The records:
┌──
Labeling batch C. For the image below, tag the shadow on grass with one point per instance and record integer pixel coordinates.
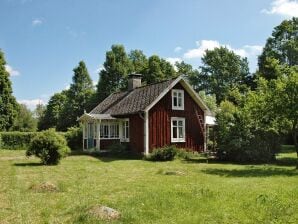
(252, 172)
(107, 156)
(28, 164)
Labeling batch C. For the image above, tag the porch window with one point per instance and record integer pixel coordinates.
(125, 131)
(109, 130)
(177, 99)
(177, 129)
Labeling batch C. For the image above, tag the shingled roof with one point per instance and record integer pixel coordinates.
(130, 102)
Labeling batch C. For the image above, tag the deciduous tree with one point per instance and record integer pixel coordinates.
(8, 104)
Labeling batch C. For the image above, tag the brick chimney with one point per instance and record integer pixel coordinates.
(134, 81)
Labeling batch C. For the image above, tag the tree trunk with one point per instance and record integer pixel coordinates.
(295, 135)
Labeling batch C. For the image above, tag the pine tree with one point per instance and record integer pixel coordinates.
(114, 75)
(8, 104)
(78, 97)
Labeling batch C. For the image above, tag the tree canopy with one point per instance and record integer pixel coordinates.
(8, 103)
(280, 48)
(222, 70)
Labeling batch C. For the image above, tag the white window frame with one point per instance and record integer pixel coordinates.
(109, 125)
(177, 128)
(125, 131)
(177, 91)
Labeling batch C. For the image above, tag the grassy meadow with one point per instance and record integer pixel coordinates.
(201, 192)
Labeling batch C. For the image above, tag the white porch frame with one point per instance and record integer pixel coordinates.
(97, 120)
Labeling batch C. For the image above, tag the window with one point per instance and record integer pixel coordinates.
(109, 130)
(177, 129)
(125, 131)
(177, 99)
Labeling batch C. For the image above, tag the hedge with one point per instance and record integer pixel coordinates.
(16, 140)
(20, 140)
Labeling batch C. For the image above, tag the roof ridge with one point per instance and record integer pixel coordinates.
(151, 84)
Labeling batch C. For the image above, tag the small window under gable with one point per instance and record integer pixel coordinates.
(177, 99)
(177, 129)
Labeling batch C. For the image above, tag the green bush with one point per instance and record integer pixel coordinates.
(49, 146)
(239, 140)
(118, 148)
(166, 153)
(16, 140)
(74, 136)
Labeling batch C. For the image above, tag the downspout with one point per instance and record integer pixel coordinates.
└──
Required task:
Can you restate all the records above word for word while dropping the pictures?

Exercise answer:
Labeling batch C. For the image below, tag the shadow on grass with one point per instance and record integer pixel coordinates.
(252, 172)
(107, 156)
(28, 164)
Labeling batch C. For the image above, tag the porch window with one point per instance and record integer pixel coordinates.
(125, 131)
(109, 130)
(177, 99)
(177, 129)
Labeling batch C. For the image above, tag the shingled roof with one point per instance and record integer pixel coordinates.
(130, 102)
Labeling batch C. For the image above, tag the deciduous tree with one point per instance and record integer pixel coordinates.
(8, 104)
Labeling batch C. For the image above, tag the brick chimney with one point per instance and record integer pixel coordinates.
(134, 81)
Labeling batch C. For the image above, tag the tree trunk with one point per instance and record integer pixel coordinates.
(295, 135)
Labeling batch C. For the image above, tag the pine tree with one point per instance and record integer pixel coordinates.
(114, 75)
(8, 104)
(78, 97)
Labeling batch C. For the image above, tag the tree canopy with one point per instance and record integer pixel coordinates.
(8, 103)
(280, 48)
(222, 70)
Labeling batch C. For the image above, tag the white window frame with one point per instance and record integer pixel coordinates.
(109, 125)
(177, 128)
(125, 131)
(177, 91)
Labeling batch C. For the image above, tag the grassy meadow with one point per instance and record integer pixel coordinates.
(201, 192)
Labeling batch C. For the image above, tag the white porch frame with one point per instance and record integer pixel coordinates.
(97, 120)
Labeling batch C. For the image above, tag the window with one point per instance and record integer pixel coordinates.
(109, 130)
(177, 129)
(125, 131)
(177, 99)
Labeling batch C. For the image above, tag the hedge with one point per instance and record integer pixel coordinates.
(16, 140)
(20, 140)
Labeling batch C. For the image above, tag the roof ridge with one point per instance and record integer pixel coordinates.
(151, 84)
Labeling batch C. For the image above, tag the small window under gable with one point per instance and record integer pixel coordinates.
(177, 99)
(177, 129)
Labeling batch C. For the image above, tag the green bush with one point per instance and record integer pixel coordinates.
(49, 146)
(239, 140)
(118, 148)
(166, 153)
(16, 140)
(74, 136)
Labeling batch C. For the image above, tag the downspout with one point per instance and record integer pixel coordinates.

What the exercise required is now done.